- _Task objective_
Rescale this part of the listing, from the line containing "Medical annotation tool: circle the dark background" through the end of the listing, by rewriting each line in full. Multiply every bounding-box coordinate by 1.15 and round to a whole number, with halves rounding up, but leave the sample format numbers 237,311,572,409 unchanged.

- _Given entries_
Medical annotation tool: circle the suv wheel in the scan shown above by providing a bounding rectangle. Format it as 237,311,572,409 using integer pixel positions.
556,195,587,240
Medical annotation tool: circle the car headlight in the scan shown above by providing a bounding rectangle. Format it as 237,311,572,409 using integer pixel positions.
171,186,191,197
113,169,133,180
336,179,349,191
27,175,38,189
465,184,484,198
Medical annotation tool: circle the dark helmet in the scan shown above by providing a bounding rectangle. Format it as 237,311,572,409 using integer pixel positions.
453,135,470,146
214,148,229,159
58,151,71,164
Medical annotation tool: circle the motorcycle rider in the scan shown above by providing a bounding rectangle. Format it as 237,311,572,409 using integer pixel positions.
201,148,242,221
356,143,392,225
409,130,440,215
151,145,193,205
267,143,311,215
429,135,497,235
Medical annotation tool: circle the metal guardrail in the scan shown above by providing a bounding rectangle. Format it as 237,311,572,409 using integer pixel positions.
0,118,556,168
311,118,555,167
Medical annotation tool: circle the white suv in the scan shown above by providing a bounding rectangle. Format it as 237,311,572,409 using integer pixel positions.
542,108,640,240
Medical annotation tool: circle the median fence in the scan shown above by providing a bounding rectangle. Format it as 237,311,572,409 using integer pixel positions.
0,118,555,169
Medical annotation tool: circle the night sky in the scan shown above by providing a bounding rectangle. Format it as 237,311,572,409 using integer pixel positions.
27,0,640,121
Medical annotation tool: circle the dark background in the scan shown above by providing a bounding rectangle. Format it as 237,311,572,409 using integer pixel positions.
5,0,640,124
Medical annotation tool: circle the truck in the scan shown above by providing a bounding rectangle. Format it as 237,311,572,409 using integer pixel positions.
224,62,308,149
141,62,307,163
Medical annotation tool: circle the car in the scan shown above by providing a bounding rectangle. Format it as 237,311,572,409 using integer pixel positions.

- _Solution to this exercise_
Medical annotation tool: circle the dark background in the scan shown above by providing a bounding rectangle. Format it as 237,311,572,409 using integer pixel positions.
6,0,736,143
Medical annotation tool: circle the truck in the scan shown above by providing a bounding rectangle. Format it as 237,311,572,409 using integer pixel positions.
258,71,354,171
162,71,353,187
Medical annotation tool: circle the car in the scan shown above by providing a bounding rectangle. Format it as 237,311,572,409 using integer pixel positions.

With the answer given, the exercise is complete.